**本文:**
*****

南海トラフと兵庫県の地震想定
震災後に発足した国の地震調査研究推進本部(地震本部)は、兵庫県の地震活動の特徴として、「南海トラフで発生する地震や日本海東縁部で発生した地震で被害を受ける可能性がある」と説明しました。
南海トラフとは、日本列島が位置する大陸のプレートの下に、フィリピン海プレートが南側から年間数センチの深さで沈み込んでいる場所です。この沈み込みに伴い、2つのプレートの境界にひずみが蓄積されていると考えられており、蓄積されたひずみを解放する大地震が100~200年の間隔で発生しています。
南海トラフ地震発生時の兵庫県の震度想定
地震本部は、兵庫県でマグニチュード8~9クラスの大地震が30年以内に起こる確率を70~80%と定めました。これを受けて政府は、瀬戸内海沿岸など兵庫県南部の24市町を「南海トラフ地震防災対策推進地域」に指定。また、淡路島の2市を「南海トラフ地震津波避難対策特別強化地域」に指定しました。
国の検討結果を受けた兵庫県は独自の南海トラフ地震・津波被害を算出しています。県の資料によれば、洲本市と南あわじ市は最大震度7、神戸市、尼崎市など9市1町は最大震度6強、西宮市や芦屋市など10市2町は最大震度6弱と想定しています。
南海トラフ地震発生時の兵庫県の被害想定
地震が発生する季節や時刻をシミュレーションし、建物被害、人的被害、ライフライン被害などを想定しています。また、最大クラスの津波が発生した場合の日本海沿岸地域における津波浸水想定図も作成しています。
これらのデータを市町が地震・津波対策の基礎資料として共有化し、地震・津波対策を講じています。
もっとも大きな被害が想定される神戸市では、「地域防災計画(南海トラフ地震防災対策推進計画)」を策定し、地震から市民の生命、財産を保護する具体策を提示しています。

*****

**リスト抜粋:**
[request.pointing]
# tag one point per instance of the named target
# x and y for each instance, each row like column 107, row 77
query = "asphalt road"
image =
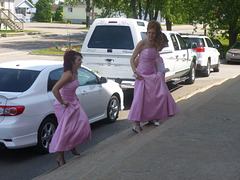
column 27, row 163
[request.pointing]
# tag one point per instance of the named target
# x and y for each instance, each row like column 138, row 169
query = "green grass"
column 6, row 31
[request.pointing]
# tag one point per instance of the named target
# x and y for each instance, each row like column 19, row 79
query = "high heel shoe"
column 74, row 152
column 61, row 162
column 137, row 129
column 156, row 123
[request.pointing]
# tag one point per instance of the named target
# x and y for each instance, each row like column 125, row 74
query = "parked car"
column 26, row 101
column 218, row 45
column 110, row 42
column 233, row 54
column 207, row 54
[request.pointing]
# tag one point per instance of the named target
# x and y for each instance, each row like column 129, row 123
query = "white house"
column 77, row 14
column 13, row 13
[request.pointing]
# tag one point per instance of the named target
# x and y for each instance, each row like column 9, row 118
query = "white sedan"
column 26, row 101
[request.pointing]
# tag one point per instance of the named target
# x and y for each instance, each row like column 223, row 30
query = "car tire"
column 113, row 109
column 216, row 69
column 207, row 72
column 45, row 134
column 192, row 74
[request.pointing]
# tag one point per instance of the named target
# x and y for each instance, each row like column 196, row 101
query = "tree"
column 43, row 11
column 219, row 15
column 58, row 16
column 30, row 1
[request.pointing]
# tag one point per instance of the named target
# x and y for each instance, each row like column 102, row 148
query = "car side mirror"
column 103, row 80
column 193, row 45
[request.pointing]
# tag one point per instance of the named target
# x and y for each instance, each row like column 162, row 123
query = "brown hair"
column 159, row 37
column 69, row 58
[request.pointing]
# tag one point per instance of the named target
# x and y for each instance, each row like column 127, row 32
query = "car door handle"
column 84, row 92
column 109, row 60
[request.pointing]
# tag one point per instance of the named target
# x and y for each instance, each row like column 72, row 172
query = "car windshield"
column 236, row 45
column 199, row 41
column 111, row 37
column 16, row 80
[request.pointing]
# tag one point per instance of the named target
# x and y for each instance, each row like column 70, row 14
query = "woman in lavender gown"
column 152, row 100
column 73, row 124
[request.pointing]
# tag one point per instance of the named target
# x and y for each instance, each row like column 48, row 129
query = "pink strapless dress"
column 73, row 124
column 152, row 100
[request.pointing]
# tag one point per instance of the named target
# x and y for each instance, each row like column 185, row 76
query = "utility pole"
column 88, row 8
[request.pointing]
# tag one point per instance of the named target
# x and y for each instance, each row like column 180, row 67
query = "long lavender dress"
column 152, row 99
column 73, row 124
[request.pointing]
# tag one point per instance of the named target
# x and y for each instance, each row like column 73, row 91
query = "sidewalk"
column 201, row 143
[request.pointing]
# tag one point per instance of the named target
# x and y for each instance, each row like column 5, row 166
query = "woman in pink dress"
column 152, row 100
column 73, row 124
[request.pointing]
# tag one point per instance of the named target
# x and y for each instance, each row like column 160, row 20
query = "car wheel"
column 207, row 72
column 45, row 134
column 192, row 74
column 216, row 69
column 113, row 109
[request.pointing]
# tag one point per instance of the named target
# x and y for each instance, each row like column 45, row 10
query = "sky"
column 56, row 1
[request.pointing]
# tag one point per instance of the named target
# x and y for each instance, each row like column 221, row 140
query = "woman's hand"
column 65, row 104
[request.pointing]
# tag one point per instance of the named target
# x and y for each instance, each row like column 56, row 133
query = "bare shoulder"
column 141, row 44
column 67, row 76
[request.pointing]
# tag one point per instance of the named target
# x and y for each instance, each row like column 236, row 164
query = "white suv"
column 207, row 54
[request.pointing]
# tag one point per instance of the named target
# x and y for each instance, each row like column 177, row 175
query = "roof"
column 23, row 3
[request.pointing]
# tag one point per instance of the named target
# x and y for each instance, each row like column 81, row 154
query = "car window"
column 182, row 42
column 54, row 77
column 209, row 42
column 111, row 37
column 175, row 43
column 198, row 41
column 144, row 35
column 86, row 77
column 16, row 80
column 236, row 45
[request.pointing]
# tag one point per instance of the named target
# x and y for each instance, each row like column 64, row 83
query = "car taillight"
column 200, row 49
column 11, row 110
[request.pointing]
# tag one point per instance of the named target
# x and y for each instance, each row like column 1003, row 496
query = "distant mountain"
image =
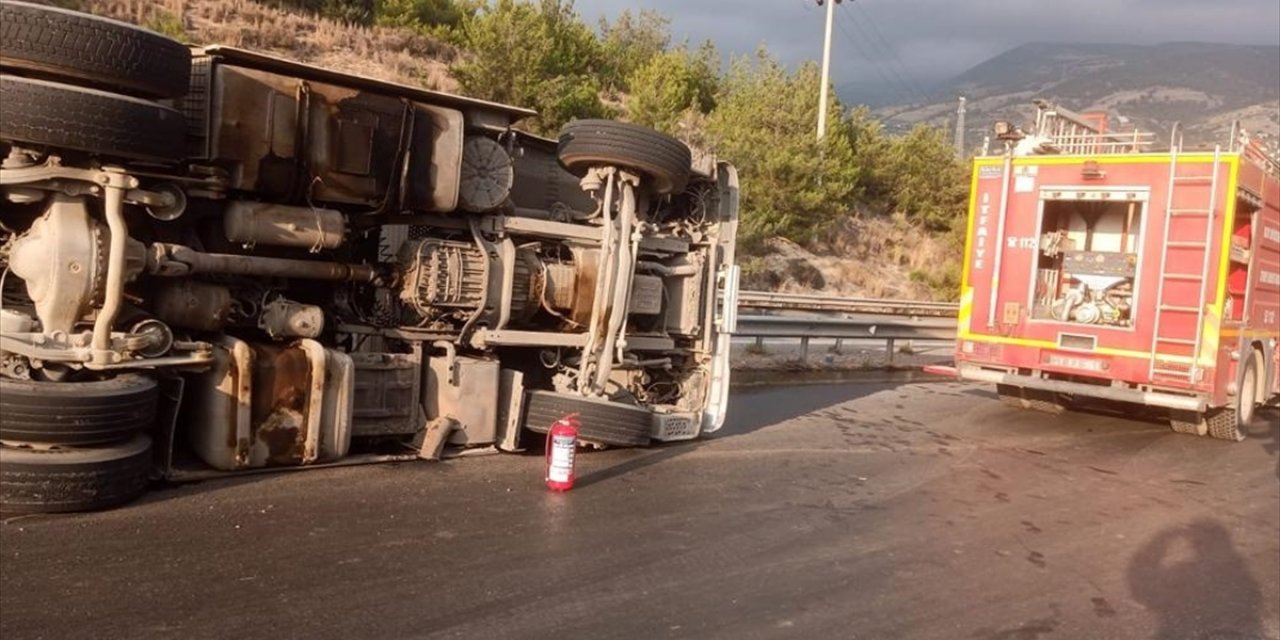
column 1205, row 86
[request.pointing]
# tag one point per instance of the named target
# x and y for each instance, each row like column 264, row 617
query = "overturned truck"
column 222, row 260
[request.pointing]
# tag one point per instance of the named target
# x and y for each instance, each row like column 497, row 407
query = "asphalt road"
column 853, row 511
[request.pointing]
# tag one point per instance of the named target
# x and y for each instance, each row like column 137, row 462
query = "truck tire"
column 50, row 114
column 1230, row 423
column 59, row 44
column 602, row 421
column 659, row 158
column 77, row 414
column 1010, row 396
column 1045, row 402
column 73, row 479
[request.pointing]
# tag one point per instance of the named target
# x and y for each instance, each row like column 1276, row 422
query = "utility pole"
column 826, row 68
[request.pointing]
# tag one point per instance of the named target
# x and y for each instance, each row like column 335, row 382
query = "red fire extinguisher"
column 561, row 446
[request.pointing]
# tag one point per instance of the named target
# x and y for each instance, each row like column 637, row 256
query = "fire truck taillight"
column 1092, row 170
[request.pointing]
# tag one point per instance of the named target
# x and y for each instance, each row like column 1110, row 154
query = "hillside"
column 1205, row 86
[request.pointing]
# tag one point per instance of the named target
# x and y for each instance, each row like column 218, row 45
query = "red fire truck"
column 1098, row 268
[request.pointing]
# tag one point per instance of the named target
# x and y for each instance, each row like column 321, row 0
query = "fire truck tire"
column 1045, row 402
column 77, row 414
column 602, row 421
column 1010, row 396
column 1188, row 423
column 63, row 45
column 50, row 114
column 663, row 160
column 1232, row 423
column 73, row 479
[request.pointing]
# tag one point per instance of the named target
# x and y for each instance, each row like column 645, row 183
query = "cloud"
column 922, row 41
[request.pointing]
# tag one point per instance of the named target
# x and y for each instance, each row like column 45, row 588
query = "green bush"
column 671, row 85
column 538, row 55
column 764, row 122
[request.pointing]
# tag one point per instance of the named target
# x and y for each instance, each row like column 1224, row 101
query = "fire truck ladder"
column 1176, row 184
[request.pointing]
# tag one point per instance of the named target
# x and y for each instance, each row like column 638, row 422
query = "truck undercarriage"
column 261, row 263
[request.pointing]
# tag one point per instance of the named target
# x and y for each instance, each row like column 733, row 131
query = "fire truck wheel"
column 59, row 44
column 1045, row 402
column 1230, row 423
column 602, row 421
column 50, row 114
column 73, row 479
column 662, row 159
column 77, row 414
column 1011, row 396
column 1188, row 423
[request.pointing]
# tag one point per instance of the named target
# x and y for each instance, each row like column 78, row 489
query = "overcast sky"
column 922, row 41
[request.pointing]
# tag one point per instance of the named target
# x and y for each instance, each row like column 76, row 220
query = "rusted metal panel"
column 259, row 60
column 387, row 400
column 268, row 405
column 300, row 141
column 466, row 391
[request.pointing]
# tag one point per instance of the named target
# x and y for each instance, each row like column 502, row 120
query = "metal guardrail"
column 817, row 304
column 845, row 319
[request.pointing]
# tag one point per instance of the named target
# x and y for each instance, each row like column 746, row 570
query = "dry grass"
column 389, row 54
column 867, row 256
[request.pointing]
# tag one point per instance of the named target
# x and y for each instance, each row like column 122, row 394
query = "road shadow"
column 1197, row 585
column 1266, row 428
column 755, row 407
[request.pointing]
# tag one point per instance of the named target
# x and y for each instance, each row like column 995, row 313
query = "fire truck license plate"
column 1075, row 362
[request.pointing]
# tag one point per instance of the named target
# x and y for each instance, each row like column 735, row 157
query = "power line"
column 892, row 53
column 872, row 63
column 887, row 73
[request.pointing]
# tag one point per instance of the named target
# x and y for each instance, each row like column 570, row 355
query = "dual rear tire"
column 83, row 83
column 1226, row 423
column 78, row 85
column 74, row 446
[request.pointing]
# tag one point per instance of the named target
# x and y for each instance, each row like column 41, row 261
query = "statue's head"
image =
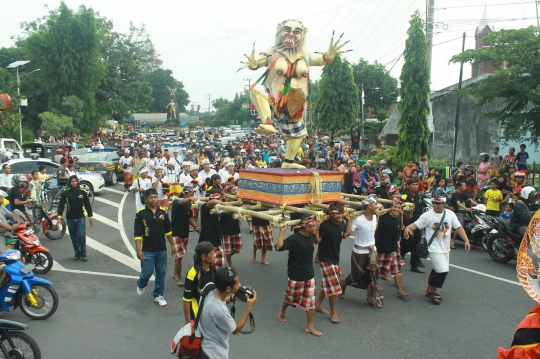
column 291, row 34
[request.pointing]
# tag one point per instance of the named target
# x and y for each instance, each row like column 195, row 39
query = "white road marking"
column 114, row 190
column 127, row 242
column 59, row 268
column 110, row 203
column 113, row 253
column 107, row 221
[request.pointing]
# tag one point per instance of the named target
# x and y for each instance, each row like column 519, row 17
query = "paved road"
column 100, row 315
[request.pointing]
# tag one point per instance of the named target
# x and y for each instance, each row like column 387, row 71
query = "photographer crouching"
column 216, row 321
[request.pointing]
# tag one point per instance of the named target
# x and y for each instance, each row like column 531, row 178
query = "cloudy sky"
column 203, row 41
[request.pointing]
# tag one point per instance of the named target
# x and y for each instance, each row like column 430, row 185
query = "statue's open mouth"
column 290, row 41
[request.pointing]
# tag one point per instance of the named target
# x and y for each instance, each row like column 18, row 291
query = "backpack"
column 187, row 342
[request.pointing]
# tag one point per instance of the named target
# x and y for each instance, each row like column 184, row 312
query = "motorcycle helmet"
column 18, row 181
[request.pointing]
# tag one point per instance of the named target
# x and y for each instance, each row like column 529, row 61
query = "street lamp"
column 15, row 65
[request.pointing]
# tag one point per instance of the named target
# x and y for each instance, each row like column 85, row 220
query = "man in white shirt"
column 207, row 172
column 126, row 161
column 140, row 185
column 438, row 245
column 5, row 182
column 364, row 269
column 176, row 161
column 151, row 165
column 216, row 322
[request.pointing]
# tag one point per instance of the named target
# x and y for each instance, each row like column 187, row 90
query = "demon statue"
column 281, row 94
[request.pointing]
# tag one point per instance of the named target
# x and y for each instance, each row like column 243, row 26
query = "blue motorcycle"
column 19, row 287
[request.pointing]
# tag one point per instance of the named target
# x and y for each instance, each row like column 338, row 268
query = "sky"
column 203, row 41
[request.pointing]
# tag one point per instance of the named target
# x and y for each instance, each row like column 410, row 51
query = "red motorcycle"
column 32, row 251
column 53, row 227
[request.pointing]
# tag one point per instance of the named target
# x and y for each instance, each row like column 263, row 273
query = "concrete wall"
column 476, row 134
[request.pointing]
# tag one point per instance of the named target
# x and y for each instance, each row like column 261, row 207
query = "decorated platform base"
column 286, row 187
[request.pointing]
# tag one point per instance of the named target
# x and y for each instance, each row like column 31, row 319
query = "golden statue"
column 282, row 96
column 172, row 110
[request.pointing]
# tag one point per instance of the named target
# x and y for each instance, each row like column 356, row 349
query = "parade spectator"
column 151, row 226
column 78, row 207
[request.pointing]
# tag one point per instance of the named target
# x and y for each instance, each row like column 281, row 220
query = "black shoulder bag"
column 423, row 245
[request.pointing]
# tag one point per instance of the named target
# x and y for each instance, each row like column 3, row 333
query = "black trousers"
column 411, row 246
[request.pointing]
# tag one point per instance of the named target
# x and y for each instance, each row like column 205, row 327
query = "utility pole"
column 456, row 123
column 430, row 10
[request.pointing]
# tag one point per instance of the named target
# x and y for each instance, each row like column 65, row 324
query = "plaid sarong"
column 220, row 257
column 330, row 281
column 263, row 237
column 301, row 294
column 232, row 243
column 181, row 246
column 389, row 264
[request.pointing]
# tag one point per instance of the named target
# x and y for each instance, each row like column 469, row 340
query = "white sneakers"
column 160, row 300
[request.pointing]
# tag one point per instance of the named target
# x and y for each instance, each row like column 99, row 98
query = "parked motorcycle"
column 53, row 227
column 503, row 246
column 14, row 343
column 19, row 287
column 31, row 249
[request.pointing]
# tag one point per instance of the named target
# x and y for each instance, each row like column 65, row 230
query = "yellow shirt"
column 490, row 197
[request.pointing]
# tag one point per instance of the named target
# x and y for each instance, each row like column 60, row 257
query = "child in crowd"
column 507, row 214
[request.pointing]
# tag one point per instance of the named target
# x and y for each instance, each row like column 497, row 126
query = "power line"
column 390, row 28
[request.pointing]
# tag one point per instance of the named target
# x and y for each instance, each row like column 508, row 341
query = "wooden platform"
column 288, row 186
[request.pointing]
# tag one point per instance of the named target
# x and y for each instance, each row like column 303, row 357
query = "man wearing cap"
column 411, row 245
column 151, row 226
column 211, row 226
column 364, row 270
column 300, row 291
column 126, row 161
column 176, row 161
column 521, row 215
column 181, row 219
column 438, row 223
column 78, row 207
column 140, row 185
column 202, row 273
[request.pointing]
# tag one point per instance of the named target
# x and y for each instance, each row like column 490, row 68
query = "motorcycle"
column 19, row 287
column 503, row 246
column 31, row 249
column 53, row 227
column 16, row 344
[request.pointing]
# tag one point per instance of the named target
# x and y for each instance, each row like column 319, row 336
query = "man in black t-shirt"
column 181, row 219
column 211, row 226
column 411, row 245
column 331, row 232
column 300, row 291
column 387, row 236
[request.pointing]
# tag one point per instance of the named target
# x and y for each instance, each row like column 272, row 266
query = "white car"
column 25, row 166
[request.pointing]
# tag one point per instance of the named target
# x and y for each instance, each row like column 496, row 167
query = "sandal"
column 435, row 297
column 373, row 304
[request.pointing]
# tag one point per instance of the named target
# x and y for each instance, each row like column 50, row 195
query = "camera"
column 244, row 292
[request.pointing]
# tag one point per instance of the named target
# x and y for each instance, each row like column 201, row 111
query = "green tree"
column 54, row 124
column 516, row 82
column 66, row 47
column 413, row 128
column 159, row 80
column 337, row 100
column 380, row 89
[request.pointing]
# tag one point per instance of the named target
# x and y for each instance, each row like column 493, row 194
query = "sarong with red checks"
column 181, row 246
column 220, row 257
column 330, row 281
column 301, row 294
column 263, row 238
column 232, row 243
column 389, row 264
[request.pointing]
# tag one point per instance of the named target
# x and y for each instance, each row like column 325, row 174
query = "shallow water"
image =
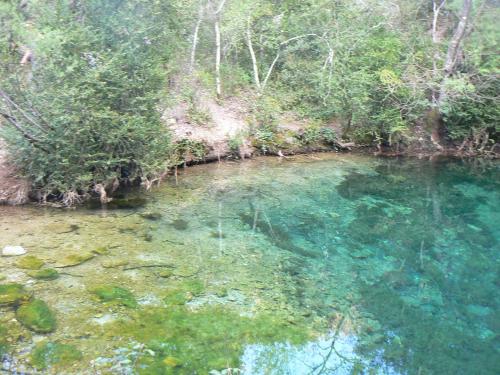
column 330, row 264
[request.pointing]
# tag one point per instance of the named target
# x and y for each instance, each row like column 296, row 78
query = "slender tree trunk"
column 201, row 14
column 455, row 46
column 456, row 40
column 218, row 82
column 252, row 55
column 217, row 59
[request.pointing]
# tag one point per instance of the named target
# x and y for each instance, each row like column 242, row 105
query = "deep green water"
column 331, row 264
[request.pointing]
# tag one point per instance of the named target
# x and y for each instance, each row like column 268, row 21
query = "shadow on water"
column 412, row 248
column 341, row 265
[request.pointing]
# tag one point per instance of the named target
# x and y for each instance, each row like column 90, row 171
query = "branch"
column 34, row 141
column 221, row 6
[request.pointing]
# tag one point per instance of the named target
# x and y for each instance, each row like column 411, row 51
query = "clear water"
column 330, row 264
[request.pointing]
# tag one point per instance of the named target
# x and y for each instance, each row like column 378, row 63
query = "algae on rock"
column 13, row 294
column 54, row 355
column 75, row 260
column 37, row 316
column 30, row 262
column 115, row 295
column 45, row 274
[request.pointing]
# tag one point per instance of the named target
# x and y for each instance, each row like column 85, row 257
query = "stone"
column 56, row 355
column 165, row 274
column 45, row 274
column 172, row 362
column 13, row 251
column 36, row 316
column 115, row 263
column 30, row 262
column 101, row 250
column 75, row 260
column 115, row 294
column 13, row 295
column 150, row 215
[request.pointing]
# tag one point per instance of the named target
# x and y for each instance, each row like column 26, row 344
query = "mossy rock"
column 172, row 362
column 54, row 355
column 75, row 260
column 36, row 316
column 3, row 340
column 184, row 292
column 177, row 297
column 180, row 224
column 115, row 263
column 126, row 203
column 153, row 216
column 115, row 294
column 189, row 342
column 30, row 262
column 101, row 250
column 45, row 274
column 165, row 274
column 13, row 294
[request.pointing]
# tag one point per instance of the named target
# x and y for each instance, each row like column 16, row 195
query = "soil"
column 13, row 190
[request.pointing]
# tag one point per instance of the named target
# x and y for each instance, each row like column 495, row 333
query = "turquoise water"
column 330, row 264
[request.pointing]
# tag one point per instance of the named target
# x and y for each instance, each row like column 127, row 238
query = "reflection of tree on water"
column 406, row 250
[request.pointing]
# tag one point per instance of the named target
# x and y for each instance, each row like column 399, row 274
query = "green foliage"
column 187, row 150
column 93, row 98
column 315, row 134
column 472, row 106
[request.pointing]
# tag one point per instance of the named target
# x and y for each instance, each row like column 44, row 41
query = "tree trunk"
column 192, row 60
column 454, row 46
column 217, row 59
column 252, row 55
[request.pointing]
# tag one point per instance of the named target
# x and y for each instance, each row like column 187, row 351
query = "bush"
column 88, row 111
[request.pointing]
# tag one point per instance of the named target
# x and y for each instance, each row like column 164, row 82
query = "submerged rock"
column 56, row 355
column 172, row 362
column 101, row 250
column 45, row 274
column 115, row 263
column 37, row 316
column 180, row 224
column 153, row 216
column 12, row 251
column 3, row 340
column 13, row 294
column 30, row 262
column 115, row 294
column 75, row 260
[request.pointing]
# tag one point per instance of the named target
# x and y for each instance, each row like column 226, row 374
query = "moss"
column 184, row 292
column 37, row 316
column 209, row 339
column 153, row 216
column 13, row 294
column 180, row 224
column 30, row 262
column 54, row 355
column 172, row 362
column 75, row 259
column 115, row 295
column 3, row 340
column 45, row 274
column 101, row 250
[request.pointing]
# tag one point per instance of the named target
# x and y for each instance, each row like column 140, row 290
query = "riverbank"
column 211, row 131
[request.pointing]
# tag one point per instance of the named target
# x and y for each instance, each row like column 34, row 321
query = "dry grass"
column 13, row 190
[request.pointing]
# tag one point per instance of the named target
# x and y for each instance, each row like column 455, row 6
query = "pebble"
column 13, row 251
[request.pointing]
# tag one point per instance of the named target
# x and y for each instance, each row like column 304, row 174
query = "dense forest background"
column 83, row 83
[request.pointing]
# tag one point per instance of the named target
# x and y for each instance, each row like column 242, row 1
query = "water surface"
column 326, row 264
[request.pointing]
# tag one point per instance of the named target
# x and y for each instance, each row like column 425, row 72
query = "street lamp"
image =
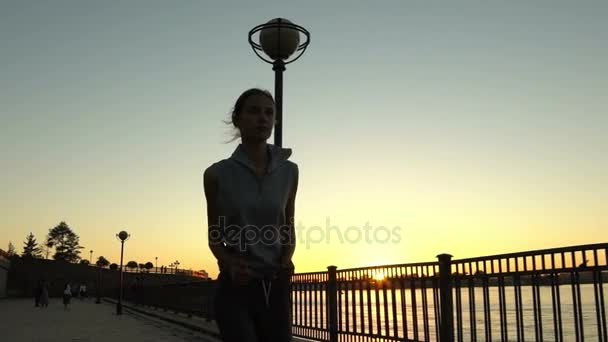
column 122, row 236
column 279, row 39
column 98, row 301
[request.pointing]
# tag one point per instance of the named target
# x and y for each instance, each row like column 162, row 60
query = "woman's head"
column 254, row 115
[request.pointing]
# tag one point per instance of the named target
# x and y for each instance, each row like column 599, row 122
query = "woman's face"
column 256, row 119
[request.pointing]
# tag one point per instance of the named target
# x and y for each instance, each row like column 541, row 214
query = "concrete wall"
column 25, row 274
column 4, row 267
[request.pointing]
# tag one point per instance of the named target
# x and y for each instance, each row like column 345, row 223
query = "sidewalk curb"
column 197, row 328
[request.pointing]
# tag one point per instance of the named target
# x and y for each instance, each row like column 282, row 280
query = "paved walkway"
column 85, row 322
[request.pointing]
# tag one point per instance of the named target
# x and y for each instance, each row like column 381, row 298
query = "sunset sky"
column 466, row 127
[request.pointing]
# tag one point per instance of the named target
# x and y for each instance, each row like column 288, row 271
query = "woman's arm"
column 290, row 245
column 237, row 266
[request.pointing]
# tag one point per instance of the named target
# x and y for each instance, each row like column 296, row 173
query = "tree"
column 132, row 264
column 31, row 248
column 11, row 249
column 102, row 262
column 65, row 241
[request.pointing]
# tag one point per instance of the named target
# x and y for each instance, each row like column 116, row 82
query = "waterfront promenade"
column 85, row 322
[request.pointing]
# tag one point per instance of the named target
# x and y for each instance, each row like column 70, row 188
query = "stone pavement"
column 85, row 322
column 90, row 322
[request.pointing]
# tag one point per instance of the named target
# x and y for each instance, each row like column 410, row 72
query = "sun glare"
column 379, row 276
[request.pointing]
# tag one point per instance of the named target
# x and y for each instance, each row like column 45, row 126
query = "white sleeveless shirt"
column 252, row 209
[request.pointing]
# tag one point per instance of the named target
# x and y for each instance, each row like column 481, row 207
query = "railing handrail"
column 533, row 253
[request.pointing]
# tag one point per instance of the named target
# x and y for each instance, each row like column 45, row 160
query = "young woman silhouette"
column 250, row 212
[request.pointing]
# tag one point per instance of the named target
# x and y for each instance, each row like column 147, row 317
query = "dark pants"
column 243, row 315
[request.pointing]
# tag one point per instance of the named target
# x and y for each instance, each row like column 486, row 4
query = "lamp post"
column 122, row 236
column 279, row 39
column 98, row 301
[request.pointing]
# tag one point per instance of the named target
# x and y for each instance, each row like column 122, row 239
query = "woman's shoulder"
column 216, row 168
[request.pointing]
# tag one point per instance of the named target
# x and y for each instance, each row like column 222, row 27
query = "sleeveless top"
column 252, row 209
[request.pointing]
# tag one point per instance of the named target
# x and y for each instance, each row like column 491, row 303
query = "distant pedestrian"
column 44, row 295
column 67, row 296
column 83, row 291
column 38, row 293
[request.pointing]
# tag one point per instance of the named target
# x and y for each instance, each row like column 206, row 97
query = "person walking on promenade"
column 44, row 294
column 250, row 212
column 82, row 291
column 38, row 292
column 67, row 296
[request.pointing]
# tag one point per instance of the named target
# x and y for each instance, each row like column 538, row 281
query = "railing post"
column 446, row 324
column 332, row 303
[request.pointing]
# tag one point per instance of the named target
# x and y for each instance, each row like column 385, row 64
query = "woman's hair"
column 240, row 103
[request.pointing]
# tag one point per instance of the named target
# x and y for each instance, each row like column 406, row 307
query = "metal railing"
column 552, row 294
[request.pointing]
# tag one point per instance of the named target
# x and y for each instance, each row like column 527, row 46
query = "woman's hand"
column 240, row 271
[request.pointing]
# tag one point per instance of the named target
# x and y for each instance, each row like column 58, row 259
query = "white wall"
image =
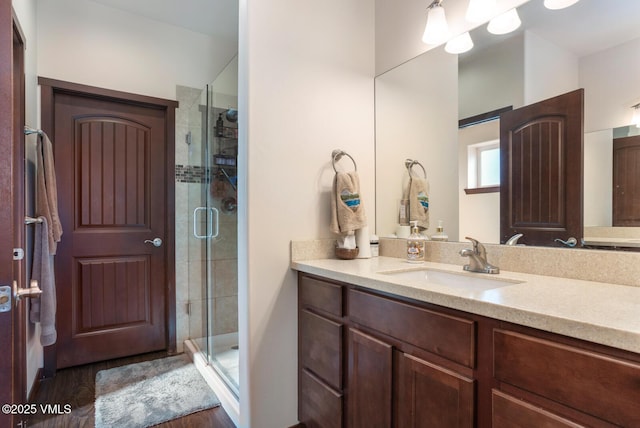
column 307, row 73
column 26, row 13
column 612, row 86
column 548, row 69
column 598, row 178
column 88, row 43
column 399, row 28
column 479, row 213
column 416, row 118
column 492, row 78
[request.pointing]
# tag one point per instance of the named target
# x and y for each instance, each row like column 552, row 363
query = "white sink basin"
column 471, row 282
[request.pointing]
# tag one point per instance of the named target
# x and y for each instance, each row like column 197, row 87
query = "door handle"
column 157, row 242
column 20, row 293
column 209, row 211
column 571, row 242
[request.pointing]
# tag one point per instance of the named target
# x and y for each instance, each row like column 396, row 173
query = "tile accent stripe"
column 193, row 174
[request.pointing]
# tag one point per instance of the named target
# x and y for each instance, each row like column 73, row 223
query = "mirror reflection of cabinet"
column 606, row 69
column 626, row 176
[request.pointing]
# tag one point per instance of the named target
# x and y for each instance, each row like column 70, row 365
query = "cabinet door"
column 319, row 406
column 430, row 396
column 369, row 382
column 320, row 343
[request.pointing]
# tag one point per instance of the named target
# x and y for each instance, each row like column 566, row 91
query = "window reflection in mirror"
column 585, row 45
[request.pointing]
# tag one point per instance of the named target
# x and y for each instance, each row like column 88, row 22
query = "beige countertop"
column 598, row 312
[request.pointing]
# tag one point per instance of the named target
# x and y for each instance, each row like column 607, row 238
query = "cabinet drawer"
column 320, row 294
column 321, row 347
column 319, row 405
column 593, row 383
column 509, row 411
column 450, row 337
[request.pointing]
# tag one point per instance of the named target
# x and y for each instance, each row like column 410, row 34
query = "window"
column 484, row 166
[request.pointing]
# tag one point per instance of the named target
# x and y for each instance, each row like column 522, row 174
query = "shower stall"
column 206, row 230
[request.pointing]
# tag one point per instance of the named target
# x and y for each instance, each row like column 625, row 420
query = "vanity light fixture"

*****

**実施事項 1:** 本文のうち、「国の検討結果を受けた兵庫県は」を含む語句から書き始め、「震・津波対策を講じています。」の後で止めて、その部分を一字一句違えずに書き写してください。
**実施事項 2:** 本文によれば、政府が「南海トラフ地震防災対策推進地域」に指定した兵庫県南部の市町はいくつですか。

**回答内容 1:**
国の検討結果を受けた兵庫県は独自の南海トラフ地震・津波被害を算出しています。県の資料によれば、洲本市と南あわじ市は最大震度7、神戸市、尼崎市など9市1町は最大震度6強、西宮市や芦屋市など10市2町は最大震度6弱と想定しています。
南海トラフ地震発生時の兵庫県の被害想定
地震が発生する季節や時刻をシミュレーションし、建物被害、人的被害、ライフライン被害などを想定しています。また、最大クラスの津波が発生した場合の日本海沿岸地域における津波浸水想定図も作成しています。
これらのデータを市町が地震・津波対策の基礎資料として共有化し、地震・津波対策を講じています。

**回答内容 2:** 24市町です。